(Natural language region descriptions)

-*-

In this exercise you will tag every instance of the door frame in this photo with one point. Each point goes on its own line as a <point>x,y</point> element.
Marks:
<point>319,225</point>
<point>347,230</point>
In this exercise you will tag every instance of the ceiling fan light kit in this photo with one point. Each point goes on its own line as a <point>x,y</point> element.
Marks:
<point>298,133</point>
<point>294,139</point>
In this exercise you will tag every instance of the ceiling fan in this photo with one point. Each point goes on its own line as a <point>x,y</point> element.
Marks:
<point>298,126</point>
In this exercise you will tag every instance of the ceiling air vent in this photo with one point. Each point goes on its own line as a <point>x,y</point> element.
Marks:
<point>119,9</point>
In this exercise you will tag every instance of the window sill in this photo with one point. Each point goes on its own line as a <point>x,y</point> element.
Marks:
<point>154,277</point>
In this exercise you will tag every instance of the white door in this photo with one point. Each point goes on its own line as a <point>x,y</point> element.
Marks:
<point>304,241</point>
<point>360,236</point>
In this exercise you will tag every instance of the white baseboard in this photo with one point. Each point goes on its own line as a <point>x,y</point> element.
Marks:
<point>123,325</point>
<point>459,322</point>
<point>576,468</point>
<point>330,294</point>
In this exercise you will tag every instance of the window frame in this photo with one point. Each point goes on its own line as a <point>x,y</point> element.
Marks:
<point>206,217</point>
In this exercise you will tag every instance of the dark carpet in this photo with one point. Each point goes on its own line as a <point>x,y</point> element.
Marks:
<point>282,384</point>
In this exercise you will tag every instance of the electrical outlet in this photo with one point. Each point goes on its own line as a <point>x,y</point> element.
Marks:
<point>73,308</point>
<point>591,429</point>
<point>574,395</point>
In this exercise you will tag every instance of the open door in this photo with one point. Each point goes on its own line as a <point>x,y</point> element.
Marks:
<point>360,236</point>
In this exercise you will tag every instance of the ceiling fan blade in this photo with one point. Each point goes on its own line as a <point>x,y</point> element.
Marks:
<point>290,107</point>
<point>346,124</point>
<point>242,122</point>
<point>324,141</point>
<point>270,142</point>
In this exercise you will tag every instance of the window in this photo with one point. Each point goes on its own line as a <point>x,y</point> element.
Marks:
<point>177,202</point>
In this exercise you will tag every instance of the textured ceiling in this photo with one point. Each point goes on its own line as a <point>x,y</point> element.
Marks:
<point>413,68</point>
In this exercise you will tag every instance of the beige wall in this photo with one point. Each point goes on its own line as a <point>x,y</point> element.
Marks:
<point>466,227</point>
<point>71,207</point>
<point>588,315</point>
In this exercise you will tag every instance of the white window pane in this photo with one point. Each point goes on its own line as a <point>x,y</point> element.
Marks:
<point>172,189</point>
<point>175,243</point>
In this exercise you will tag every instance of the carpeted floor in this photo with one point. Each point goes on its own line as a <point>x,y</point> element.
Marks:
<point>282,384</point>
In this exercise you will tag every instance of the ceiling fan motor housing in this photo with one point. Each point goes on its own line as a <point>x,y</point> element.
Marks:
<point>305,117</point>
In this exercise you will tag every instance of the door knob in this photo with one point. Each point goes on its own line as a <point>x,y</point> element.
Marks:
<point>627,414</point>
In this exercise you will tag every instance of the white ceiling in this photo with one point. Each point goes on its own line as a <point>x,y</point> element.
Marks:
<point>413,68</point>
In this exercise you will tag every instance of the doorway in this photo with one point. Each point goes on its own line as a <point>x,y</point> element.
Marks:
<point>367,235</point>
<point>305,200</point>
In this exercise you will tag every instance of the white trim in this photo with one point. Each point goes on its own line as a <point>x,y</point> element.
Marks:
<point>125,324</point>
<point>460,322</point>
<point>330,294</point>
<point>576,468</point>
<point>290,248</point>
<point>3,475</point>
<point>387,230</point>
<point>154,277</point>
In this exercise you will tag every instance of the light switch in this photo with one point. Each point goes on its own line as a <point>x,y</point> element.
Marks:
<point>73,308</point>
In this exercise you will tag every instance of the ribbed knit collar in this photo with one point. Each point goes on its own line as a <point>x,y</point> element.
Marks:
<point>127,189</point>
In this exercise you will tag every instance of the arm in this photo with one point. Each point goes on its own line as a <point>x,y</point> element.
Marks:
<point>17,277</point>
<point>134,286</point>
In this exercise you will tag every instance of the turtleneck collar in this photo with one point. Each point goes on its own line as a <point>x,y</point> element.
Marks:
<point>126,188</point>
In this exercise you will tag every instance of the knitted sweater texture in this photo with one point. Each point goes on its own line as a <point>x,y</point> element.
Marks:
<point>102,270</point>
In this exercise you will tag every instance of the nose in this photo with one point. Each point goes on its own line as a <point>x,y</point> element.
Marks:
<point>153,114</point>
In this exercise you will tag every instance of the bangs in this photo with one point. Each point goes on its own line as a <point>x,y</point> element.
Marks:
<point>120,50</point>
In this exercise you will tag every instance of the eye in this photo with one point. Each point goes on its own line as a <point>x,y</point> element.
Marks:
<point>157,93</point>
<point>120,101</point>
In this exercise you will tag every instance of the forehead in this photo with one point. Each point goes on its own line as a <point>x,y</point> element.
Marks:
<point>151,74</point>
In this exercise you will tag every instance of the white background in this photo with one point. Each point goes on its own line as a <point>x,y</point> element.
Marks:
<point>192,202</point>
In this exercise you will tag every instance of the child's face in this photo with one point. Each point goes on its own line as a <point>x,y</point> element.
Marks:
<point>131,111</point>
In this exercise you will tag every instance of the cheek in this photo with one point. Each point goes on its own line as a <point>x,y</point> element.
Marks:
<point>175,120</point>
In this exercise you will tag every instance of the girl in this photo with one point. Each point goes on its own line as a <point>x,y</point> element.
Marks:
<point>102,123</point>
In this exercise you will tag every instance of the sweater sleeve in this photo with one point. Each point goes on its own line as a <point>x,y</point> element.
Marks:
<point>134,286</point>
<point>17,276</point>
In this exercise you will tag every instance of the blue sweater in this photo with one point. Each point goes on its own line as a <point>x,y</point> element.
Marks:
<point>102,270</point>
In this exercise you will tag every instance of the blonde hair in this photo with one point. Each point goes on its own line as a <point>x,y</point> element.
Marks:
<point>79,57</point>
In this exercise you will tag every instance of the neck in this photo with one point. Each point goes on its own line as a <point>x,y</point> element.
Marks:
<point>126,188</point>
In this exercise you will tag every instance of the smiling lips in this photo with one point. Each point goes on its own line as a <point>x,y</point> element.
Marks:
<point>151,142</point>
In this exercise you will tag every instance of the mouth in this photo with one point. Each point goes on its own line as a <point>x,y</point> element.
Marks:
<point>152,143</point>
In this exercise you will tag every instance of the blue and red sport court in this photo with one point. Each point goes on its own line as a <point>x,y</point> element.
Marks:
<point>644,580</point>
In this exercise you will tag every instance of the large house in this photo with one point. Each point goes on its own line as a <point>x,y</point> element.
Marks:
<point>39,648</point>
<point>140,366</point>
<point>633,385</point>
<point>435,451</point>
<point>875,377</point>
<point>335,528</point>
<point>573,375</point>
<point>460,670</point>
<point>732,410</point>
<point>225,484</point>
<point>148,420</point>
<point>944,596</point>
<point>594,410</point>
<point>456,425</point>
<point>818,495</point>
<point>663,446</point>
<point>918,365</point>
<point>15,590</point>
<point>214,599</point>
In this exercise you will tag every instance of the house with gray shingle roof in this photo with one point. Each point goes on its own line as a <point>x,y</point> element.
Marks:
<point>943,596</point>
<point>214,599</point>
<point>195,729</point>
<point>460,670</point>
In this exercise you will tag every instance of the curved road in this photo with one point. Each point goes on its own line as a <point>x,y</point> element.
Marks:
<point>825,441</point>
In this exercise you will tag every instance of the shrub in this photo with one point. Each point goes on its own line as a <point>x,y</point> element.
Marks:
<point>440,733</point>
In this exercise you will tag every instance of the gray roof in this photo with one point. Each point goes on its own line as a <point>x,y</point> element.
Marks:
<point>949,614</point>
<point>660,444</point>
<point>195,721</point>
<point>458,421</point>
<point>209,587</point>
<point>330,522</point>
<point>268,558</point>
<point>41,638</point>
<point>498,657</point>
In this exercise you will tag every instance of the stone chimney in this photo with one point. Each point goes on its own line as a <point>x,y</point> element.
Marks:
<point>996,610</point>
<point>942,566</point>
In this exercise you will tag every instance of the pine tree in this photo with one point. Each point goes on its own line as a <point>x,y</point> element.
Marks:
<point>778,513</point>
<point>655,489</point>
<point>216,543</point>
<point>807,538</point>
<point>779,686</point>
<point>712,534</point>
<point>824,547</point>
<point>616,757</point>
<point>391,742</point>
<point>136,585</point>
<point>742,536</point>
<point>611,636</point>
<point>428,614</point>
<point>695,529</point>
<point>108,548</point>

-*-

_Task prompt:_ The answer must consist of every line from the entries that holds the string "frame".

_Result of the task:_
In this exercise you will tag every instance of the door frame in this photo with one point. Each point goes on its own line as a <point>x,y</point> element.
In this exercise you will tag every instance of the window frame in this photo with one point. Each point goes on its own line as a <point>x,y</point> element.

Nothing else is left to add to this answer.